INSTRUCTION -
Print the items word for word from their beginning through the line containing "M 402 70 L 402", including that line.

RECORDS PROVIDED -
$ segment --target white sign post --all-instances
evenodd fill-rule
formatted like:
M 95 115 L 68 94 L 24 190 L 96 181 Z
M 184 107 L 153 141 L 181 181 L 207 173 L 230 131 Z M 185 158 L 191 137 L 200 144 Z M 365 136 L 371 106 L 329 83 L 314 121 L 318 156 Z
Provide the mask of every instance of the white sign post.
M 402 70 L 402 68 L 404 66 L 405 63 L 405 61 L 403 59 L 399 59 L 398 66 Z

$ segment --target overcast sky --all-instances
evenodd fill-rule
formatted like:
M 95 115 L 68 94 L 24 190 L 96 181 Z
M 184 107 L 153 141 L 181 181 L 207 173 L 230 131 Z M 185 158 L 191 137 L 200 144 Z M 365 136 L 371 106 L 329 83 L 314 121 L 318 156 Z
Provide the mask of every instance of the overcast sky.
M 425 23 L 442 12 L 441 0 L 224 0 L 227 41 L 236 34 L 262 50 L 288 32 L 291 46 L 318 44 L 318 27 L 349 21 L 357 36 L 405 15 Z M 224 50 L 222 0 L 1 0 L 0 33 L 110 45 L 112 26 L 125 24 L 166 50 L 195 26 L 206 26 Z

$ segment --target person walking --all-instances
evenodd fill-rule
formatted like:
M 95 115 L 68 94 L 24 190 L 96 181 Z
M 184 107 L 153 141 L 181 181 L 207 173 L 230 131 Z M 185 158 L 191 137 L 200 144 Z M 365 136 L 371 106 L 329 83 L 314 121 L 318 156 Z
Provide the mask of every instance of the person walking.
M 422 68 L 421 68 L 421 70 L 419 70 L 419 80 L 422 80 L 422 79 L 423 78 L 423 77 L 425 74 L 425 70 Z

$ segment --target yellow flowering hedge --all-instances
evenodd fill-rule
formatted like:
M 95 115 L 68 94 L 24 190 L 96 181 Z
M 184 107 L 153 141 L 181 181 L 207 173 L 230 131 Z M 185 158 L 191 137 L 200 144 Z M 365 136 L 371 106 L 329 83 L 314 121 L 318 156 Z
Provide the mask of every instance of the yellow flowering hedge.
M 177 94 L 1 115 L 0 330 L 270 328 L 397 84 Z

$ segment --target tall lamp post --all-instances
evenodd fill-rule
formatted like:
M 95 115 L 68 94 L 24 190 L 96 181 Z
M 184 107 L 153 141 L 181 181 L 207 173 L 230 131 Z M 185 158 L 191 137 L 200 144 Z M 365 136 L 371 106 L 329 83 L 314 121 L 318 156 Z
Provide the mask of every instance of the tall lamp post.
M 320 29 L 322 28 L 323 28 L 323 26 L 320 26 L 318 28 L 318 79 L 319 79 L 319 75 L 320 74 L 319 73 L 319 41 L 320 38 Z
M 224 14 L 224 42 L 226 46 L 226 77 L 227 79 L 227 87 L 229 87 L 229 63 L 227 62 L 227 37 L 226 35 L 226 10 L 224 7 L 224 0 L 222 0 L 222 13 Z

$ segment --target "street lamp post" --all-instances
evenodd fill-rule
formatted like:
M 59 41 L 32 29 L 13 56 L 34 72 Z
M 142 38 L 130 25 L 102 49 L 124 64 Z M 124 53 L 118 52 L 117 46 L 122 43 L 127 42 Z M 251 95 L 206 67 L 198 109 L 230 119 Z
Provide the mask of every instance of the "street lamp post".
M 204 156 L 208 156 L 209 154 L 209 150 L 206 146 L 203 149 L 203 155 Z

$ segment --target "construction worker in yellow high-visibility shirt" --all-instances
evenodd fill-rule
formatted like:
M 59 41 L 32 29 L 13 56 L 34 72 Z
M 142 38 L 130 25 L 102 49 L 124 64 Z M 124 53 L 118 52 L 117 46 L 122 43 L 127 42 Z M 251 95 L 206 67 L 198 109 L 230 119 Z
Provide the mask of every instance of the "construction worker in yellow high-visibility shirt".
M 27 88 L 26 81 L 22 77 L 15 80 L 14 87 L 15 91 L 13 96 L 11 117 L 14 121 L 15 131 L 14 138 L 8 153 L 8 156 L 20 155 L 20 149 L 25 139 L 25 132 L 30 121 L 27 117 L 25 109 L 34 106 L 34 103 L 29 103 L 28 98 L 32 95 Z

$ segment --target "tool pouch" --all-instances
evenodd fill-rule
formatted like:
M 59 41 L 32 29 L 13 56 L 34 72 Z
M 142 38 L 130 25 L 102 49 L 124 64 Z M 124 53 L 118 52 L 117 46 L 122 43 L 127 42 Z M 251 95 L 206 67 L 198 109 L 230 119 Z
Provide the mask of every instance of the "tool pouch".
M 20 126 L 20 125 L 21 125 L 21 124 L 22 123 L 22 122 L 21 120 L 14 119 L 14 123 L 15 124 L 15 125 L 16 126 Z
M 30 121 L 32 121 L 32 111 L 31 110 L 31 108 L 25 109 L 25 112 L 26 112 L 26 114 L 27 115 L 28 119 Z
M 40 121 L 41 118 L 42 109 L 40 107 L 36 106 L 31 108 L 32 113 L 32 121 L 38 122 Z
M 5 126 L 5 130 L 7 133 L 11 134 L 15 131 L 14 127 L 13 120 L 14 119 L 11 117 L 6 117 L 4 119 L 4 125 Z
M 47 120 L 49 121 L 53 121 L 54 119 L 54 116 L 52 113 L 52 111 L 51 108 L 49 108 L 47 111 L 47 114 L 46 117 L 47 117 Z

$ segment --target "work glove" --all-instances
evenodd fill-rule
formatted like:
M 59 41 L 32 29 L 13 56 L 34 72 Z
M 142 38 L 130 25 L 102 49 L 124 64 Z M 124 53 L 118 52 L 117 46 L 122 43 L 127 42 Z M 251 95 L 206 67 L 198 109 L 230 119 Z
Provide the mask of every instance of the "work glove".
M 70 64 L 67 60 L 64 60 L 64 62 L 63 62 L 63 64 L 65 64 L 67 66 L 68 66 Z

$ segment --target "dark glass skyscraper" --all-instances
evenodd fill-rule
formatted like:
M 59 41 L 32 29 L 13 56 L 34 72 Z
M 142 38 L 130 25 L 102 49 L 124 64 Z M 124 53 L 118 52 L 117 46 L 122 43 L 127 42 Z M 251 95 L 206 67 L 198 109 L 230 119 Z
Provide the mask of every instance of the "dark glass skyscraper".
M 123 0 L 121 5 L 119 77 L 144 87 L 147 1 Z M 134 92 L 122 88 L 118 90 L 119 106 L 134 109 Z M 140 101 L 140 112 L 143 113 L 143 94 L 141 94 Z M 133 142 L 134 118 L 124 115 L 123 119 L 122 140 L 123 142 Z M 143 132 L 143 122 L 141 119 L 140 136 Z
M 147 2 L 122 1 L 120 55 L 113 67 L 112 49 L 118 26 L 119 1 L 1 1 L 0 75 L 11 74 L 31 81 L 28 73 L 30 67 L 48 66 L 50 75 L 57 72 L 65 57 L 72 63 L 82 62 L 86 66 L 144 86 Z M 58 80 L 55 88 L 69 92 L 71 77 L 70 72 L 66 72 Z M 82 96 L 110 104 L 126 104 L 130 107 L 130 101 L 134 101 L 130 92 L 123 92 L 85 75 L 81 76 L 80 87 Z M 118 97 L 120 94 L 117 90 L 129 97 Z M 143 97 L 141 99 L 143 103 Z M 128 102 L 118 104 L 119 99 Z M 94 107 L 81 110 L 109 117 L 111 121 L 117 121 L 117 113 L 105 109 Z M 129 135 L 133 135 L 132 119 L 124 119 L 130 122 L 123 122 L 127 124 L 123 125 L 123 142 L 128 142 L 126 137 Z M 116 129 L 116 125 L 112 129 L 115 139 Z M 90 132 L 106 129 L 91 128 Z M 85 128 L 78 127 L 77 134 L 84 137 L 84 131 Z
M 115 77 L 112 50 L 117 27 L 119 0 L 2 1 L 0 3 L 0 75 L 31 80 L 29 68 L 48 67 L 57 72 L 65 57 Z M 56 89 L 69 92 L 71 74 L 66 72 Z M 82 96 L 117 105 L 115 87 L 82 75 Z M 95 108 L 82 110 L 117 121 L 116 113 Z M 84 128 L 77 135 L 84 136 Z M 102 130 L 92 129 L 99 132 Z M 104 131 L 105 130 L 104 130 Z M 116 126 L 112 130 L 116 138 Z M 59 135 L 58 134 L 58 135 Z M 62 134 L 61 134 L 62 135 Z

TASK SOLUTION -
$ segment --target white sign post --all-instances
evenodd fill-rule
formatted like:
M 95 115 L 68 94 L 24 190 L 96 181 Z
M 184 107 L 153 141 L 181 181 L 207 173 L 230 131 Z M 185 158 L 191 137 L 200 144 Z M 365 136 L 371 106 L 329 83 L 314 121 L 318 156 Z
Provide the mask of every instance of the white sign post.
M 402 70 L 402 68 L 404 66 L 405 63 L 405 61 L 403 59 L 399 59 L 398 66 Z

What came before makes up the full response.